■ **TASK**
Reproduce every line of the listing, starting at the line containing "target | wooden spatula handle" and ending at the end of the listing, with requests included. Multiply each answer point coordinate by 1.35 and round to the nearest whole number, halves up, leaving sample coordinates unchanged.

■ **Position identification records**

:::::

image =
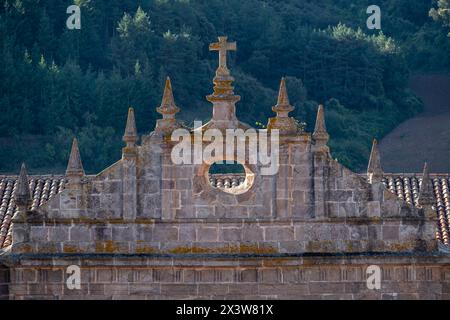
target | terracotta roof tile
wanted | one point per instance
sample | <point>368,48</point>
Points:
<point>42,188</point>
<point>407,188</point>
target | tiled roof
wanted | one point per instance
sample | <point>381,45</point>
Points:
<point>42,188</point>
<point>407,188</point>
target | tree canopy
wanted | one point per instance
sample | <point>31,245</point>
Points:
<point>56,83</point>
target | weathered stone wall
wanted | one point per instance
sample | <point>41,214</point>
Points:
<point>137,230</point>
<point>245,278</point>
<point>4,282</point>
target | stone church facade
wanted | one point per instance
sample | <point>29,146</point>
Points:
<point>146,228</point>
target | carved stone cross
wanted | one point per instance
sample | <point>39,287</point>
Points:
<point>222,46</point>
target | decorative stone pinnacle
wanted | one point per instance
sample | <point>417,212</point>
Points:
<point>75,167</point>
<point>23,194</point>
<point>130,135</point>
<point>320,134</point>
<point>426,193</point>
<point>283,99</point>
<point>282,122</point>
<point>374,169</point>
<point>223,89</point>
<point>168,109</point>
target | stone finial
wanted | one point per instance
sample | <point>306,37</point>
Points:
<point>374,169</point>
<point>223,89</point>
<point>320,134</point>
<point>426,193</point>
<point>23,194</point>
<point>130,136</point>
<point>167,109</point>
<point>74,167</point>
<point>282,121</point>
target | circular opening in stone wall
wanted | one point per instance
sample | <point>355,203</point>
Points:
<point>230,177</point>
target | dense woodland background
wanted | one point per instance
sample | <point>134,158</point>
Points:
<point>56,83</point>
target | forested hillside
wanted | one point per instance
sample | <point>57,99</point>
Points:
<point>56,83</point>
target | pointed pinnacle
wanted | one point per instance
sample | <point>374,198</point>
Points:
<point>283,98</point>
<point>374,166</point>
<point>23,194</point>
<point>320,127</point>
<point>283,107</point>
<point>426,193</point>
<point>130,129</point>
<point>75,167</point>
<point>168,106</point>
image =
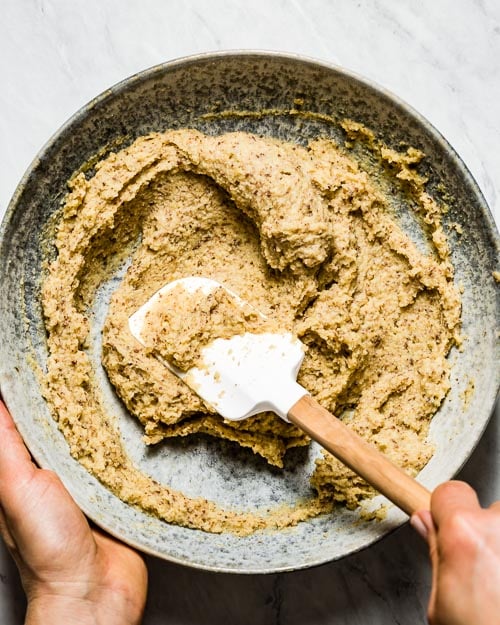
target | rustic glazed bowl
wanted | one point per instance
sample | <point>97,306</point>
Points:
<point>262,93</point>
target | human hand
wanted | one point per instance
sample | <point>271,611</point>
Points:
<point>464,546</point>
<point>70,572</point>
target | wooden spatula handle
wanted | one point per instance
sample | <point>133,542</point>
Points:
<point>358,455</point>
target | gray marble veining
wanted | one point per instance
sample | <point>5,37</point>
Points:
<point>442,58</point>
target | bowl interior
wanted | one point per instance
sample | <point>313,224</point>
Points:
<point>267,94</point>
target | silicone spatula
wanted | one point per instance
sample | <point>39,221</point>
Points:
<point>252,373</point>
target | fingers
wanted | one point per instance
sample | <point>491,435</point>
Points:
<point>451,498</point>
<point>16,465</point>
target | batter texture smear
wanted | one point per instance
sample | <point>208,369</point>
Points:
<point>305,234</point>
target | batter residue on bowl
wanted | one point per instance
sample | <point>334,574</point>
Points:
<point>305,234</point>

:::::

■ **RESPONSE TO THE EXERCISE**
target | wooden spatula handle
wanted | one point per instance
sample | <point>133,542</point>
Points:
<point>483,614</point>
target | gray marble veining
wanted | one point per instance
sample | <point>5,37</point>
Points:
<point>597,78</point>
target | bowl interior
wanted | one point per instance
sample | <point>313,224</point>
Points:
<point>360,127</point>
target | silicone spatula
wanted | one point per instance
sample | <point>39,221</point>
Points:
<point>340,504</point>
target | fingers
wanted | one point per instance
sample | <point>491,435</point>
Points:
<point>609,672</point>
<point>22,628</point>
target | batter texture smear
wanted | one point per instance
sample | <point>208,369</point>
Points:
<point>412,316</point>
target | batter residue on bowl
wanted | one point per instance
sample | <point>334,574</point>
Points:
<point>412,316</point>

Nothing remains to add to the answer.